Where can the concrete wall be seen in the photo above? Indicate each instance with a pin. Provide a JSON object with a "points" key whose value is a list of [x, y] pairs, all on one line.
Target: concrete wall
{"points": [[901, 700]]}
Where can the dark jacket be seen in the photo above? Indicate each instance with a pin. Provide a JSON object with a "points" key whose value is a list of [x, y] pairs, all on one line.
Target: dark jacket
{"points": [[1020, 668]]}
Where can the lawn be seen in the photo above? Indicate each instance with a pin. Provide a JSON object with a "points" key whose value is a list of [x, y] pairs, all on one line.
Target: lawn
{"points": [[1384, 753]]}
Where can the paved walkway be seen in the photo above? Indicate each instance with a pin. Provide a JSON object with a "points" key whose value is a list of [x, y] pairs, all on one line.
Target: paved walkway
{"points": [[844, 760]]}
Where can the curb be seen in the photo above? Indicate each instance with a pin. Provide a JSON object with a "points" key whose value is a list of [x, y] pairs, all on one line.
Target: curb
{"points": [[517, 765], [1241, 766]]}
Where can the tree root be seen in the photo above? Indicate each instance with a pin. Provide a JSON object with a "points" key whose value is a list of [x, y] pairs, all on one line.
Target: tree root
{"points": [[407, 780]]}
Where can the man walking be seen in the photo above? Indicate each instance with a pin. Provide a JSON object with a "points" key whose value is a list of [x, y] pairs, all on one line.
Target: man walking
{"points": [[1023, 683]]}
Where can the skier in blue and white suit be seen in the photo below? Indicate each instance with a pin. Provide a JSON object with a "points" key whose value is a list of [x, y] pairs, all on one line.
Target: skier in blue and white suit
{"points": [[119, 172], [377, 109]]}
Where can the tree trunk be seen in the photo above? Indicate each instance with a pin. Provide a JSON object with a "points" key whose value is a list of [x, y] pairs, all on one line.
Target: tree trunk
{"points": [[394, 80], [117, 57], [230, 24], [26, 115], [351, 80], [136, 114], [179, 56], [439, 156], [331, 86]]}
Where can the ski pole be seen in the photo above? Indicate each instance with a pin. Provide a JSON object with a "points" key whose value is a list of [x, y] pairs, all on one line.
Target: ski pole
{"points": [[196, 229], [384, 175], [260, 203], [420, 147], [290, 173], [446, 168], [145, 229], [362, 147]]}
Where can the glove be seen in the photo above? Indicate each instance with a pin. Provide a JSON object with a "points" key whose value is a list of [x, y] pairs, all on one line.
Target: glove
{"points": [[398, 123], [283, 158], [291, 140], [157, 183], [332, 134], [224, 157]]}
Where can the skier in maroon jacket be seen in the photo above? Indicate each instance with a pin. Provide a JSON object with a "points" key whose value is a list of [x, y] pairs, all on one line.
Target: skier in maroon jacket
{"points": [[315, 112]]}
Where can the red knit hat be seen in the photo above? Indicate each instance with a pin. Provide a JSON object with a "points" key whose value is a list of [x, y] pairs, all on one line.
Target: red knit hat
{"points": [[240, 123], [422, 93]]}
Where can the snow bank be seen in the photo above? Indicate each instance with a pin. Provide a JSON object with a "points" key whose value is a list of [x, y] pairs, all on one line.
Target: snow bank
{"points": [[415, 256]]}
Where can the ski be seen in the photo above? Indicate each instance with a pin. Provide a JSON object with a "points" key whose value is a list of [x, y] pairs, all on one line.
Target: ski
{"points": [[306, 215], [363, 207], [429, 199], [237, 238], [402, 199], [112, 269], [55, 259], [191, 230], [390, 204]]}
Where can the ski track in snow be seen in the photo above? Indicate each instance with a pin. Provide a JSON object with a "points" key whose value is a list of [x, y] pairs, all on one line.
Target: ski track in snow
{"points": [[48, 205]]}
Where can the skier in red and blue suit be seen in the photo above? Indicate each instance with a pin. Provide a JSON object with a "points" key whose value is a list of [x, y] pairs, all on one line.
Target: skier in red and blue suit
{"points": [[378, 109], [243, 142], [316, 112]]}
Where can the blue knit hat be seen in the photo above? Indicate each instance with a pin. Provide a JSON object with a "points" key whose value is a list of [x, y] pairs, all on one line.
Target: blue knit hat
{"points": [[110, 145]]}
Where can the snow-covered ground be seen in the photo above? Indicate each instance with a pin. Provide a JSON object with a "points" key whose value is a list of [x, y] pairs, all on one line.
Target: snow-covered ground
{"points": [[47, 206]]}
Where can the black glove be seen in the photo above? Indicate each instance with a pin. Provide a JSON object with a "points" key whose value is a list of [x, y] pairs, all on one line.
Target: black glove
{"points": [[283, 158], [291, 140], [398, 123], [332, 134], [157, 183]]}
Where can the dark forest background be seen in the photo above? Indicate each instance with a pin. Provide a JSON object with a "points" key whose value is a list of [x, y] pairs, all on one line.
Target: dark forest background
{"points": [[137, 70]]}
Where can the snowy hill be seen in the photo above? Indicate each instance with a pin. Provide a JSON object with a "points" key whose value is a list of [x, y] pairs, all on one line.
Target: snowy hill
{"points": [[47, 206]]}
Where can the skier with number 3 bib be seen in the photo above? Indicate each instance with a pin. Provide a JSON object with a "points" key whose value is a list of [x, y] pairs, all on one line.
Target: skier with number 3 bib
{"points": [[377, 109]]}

-*-

§ Instructions to follow:
Copy out each line above, character for character.

§ Response to the task:
Where can the concrete wall be seen in the photo above? Indicate each instance with a pin. Provide a JSON object with a "points" key whose value is a list of [x, y] pairs, all on one line.
Target: concrete wall
{"points": [[901, 700]]}
Where can the dark jacket be seen in the photo above? Indicate each instance with a pin. Provide a JSON object with a "points" key whose value is a list of [x, y] pairs, all on one line.
Target: dark jacket
{"points": [[1020, 668]]}
Where can the lawn be seen in the photo above? Indicate each instance with a pin. Provide a JSON object with a "points" key whose value is a list of [x, y] pairs, all on one line.
Target: lawn
{"points": [[1384, 753]]}
Where can the paved walkway be seen in the photo above? Indicate each instance with a pin. Provide a JSON object with a "points" key whose value is a list of [x, y] pairs, all on one line.
Target: paved walkway
{"points": [[844, 760]]}
Where can the curb be seen in the photo above? Indicate each instance with a pin. Provide a JSON object with a "points" key whose value is a list of [x, y] pairs, all on one line.
Target: curb
{"points": [[517, 765], [1241, 766]]}
Where can the tree root be seen in the photo above? Indicate each instance with a pin. Provide a JSON object with a "points" key whose value is a list of [x, y] pairs, all on one line.
Target: tree root
{"points": [[407, 780]]}
Where can the man walking be seen in the photo above? Indicate each instance with a pin. Provide a JSON object with a "points" key whose value is a list of [x, y] pairs, all on one line.
Target: man walking
{"points": [[1023, 683]]}
Where can the skier in blue and white suit be seen in the photo below? Indicate each instance with a pin. Provide a JSON object with a "points" key whose value is a list of [x, y] pairs, all on one line.
Target: skier in blue and white suit
{"points": [[119, 172], [377, 109]]}
Where can the tree trunk be seen in the photo above? Indicate each instance with a pin. Provide a JSON object with a "points" key whose value is a list of [x, y] pairs, all on one line.
Target: tree trunk
{"points": [[394, 80], [117, 57], [230, 24], [26, 115], [351, 80], [136, 114], [179, 56], [439, 156], [331, 86]]}
Where can the ski pole be seen in the photo above? Indicate each instance with a pin. Provide a JSON object with a "points" key whose value is a list of [x, y] pairs, all on one line.
Target: ski pole
{"points": [[196, 229], [384, 175], [260, 203], [420, 147], [290, 173], [446, 168], [145, 229], [362, 147]]}
Where can the glove be seen in the photo above? Indicate each instance with a pin. Provide a JSON object with a "points" key whose value is a list of [x, y] pairs, all on one line.
Target: glove
{"points": [[398, 123], [283, 158], [291, 140], [157, 183], [332, 134], [224, 157]]}
Where can the skier in maroon jacket be seen in the photo above? Indicate each instance with a pin. Provide a JSON object with a "points" key whose value is a list of [x, y] pairs, all on one line.
Target: skier in maroon jacket
{"points": [[315, 112]]}
Where can the red knit hat be seen in the photo above? Indicate each instance with a pin. Provide a JSON object with a "points" key whose value is a list of [x, y] pairs, all on one line.
Target: red knit hat
{"points": [[240, 123], [422, 93]]}
Where can the snow bank be seen in the photo above? Indicate each instance with a pin. Provide a JSON object with a "points" key whose value is a list of [x, y] pairs, all on one line.
Target: snow bank
{"points": [[415, 256]]}
Where can the ski be seen in the photo above? Indicate each instance with a pin. Provide a JSON object with a "points" key whose value is a list of [x, y] pairs, all on one line.
Target: ski
{"points": [[306, 215], [363, 207], [429, 199], [237, 238], [402, 199], [112, 269], [55, 259], [191, 230], [390, 204]]}
Where can the ski track in snow be seen in the photo above? Indicate each instance with a pin. Provide a JSON object with a "points" key whose value is a list of [x, y] pairs, all on one line.
Target: ski track in snow
{"points": [[48, 205]]}
Where can the skier in red and blue suit be seen in the photo above? Indicate each instance with a pin. Provide a JSON object with a "points" key whose value is a list of [x, y] pairs, all on one line.
Target: skier in red and blue suit
{"points": [[378, 109], [243, 142], [316, 112]]}
Where can the blue knit hat be seen in the photo above? Indicate each instance with a pin. Provide a JSON object with a "points" key whose value is a list of [x, y] pairs, all on one line.
Target: blue knit hat
{"points": [[110, 145]]}
Where can the snow-covered ground be seen in the photo above? Indicate each instance with a pin. Provide a JSON object with a "points" key whose value is a list of [x, y] pairs, all on one line.
Target: snow-covered ground
{"points": [[47, 206]]}
Where can the black glove be seen in the photo above? Indicate each instance with a pin. Provide a JSON object with a "points" key whose value is a list of [x, y] pairs, all on one line.
Target: black glove
{"points": [[283, 158], [291, 140], [398, 123], [332, 134], [157, 183]]}
Where can the dark forest background be seen in the photo above? Indicate each instance with a pin. Provide a JSON object with a "points" key whose value is a list of [x, y] pairs, all on one line.
Target: dark forest background
{"points": [[137, 70]]}
Where can the snowy hill be seen in the photo above? Indicate each instance with a pin. Provide a JSON object with a "points" key whose value is a list of [x, y] pairs, all on one line.
Target: snowy hill
{"points": [[47, 206]]}
Where can the skier with number 3 bib be seen in the photo above? Indicate each instance with a pin. Provide a JSON object with a "points" key whose value is a list of [x, y] pairs, all on one line.
Target: skier with number 3 bib
{"points": [[377, 109]]}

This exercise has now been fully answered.